▶ _YOUR TASK_: Copy every line of the items below word for word, leaving out the pictures.

▶ _DATASET_:
-------------------------
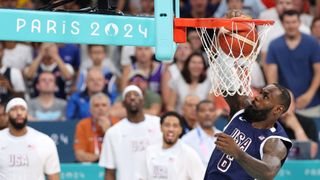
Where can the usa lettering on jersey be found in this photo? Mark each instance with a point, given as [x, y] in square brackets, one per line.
[242, 141]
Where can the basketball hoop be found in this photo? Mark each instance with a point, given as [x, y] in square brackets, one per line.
[231, 50]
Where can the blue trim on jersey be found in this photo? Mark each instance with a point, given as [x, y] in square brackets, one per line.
[250, 139]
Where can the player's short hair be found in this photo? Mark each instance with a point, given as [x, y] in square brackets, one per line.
[289, 13]
[172, 113]
[285, 98]
[205, 101]
[92, 45]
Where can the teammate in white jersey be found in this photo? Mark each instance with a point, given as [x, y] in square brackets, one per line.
[171, 159]
[25, 153]
[124, 143]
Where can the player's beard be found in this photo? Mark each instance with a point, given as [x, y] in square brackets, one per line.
[17, 126]
[254, 115]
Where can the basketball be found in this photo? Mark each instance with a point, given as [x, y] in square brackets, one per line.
[238, 40]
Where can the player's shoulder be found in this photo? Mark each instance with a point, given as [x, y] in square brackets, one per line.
[40, 136]
[190, 136]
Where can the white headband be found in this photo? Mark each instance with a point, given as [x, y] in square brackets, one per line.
[131, 88]
[15, 102]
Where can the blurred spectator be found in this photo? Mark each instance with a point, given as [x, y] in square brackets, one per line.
[202, 139]
[300, 128]
[144, 61]
[315, 28]
[3, 116]
[296, 55]
[78, 103]
[70, 53]
[125, 143]
[193, 80]
[171, 159]
[98, 60]
[48, 59]
[199, 9]
[13, 75]
[277, 29]
[305, 18]
[47, 107]
[147, 7]
[9, 3]
[249, 7]
[174, 70]
[16, 55]
[189, 113]
[90, 131]
[152, 100]
[25, 152]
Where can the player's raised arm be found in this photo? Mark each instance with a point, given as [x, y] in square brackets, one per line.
[237, 102]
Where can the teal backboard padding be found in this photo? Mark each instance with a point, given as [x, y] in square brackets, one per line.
[82, 28]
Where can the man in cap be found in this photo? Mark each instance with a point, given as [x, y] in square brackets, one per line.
[26, 153]
[124, 143]
[152, 100]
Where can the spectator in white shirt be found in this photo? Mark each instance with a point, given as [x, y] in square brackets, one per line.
[125, 143]
[171, 159]
[202, 139]
[26, 153]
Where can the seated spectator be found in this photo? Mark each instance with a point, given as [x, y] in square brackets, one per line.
[189, 113]
[171, 158]
[70, 53]
[90, 131]
[152, 100]
[144, 61]
[17, 55]
[46, 107]
[305, 18]
[174, 70]
[315, 28]
[277, 29]
[3, 116]
[300, 128]
[13, 75]
[249, 7]
[193, 80]
[98, 59]
[48, 59]
[202, 139]
[78, 103]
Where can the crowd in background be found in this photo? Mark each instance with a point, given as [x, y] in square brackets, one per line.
[87, 83]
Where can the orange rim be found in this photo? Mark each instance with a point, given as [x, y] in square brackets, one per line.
[181, 25]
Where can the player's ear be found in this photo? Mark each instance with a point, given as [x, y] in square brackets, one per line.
[279, 109]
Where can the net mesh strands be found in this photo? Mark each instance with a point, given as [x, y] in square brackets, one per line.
[230, 71]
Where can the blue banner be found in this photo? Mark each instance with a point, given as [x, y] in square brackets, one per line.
[44, 26]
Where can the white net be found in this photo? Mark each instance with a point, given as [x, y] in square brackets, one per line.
[231, 52]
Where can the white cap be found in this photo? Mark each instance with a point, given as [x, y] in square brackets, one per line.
[15, 102]
[131, 88]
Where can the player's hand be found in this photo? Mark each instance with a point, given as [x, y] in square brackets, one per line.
[226, 144]
[303, 100]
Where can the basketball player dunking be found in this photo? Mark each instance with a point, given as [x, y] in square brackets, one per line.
[253, 145]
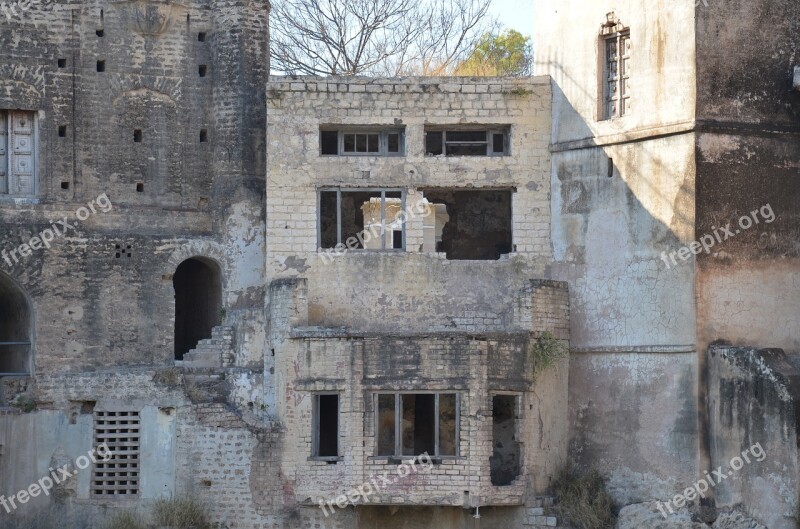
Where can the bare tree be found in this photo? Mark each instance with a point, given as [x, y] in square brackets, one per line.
-------------------------
▶ _FINAL ANSWER_:
Where can the usa lettering on jersey be found in this photo? Mark each instance with a point, given as [x, y] in square brackets, one per line.
[242, 141]
Where can the basketball hoop be found in this photo? Mark each instance with a point, given as [x, y] in square brackets, one per line.
[231, 50]
Where can the blue trim on jersey be found in this photo? Mark each instance with a point, given as [x, y] in square brackets, one per line.
[250, 139]
Where can the player's short hair be found in this photo? Mark each instance with a point, given as [x, y] in square brackets, one per line.
[289, 13]
[172, 113]
[285, 98]
[205, 101]
[92, 45]
Where can the teammate in white jersey be found in this photo? Mark each instance with a point, given as [x, y] in square brackets, one per line.
[171, 159]
[25, 153]
[124, 143]
Where can the player's beard be found in this photo? Mark each instance with a point, given as [x, y] in square brackets, one per line.
[17, 126]
[254, 115]
Where can the basketball be found in this photo? Mark each instance with a point, given as [x, y] in square brackets, one per line.
[238, 40]
Where can the player's shoulder be found in this photo? Mark each instance with a point, given as [x, y] in square brackets, one per line.
[40, 136]
[190, 136]
Where can the white headband be found in this photo? Mark each instance with a point, given as [x, y] in square brackets, one per line.
[131, 88]
[15, 102]
Where can the blurred spectator be found in this photo? Mark each instance with a point, given as [x, y] in square brackets, one per line.
[202, 139]
[300, 128]
[144, 61]
[315, 28]
[3, 116]
[296, 55]
[78, 103]
[70, 53]
[125, 143]
[193, 80]
[171, 159]
[98, 60]
[48, 59]
[199, 9]
[13, 75]
[277, 29]
[305, 18]
[47, 107]
[147, 7]
[9, 3]
[249, 7]
[174, 70]
[16, 55]
[189, 113]
[90, 131]
[152, 100]
[25, 152]
Where can the player's raised arm be found in this photo? Mark each instance with a point, given as [x, y] in square brackets, one per line.
[237, 102]
Where can the teal backboard padding be found in this photo? Mark each instance with a point, given as [x, y] in square brackets, one per line.
[82, 28]
Where can the man in cap be found in this photo? Mark each instance with a point, given as [x, y] in square brackets, one per line.
[26, 153]
[124, 143]
[152, 100]
Where can the spectator in white shirt be found in this photo? Mark each instance with a point, given as [x, y] in square brackets, one per line.
[125, 143]
[171, 159]
[202, 139]
[26, 153]
Where can the seated spectator be found in this photo? Mark each instance with a point, given as [x, y] in square brackets, one per line.
[189, 113]
[171, 158]
[70, 53]
[90, 131]
[152, 100]
[144, 61]
[17, 55]
[46, 107]
[305, 18]
[174, 70]
[315, 28]
[277, 29]
[3, 116]
[300, 128]
[13, 75]
[249, 7]
[193, 80]
[98, 59]
[48, 59]
[202, 139]
[78, 103]
Where can the crowd in background be found in this photo? Mark each instance with a point, given as [x, y] in square brackets, one per line.
[87, 83]
Where can the orange rim be found in this photo? Mark each instance with a point, given as [x, y] in square brackets, one per line.
[181, 25]
Where can the player's ear be found in this photo? Mark each instance with a point, given as [x, y] in square brackets, one per line.
[279, 109]
Where can the net mesh strands be found in this photo? Mark each instance with a point, given as [x, y] in square brackets, one per line.
[230, 71]
Where can the blue banner be found in this photo? Mark each instance with a point, given as [x, y] in square brackets, one per line.
[44, 26]
Where can the white net be found in this photo? Mark each instance with a point, given as [x, y] in square brackets, one per line.
[231, 52]
Where can the white cap be found in this photo? Mark each instance with a point, given as [x, y] in square brackets, one per line.
[15, 102]
[131, 88]
Where can the player's hand be found in this photo? Mark each instance with a point, given as [x, y] in square brackets, one per line.
[226, 144]
[303, 100]
Where can the basketball player dunking be found in this photo? Mark each instance with a point, given as [x, y] in square brackets, one per line.
[253, 145]
Where can the bare tree be found in this photo? Mark each instance with a point, given as [x, y] in square brackets, one per line.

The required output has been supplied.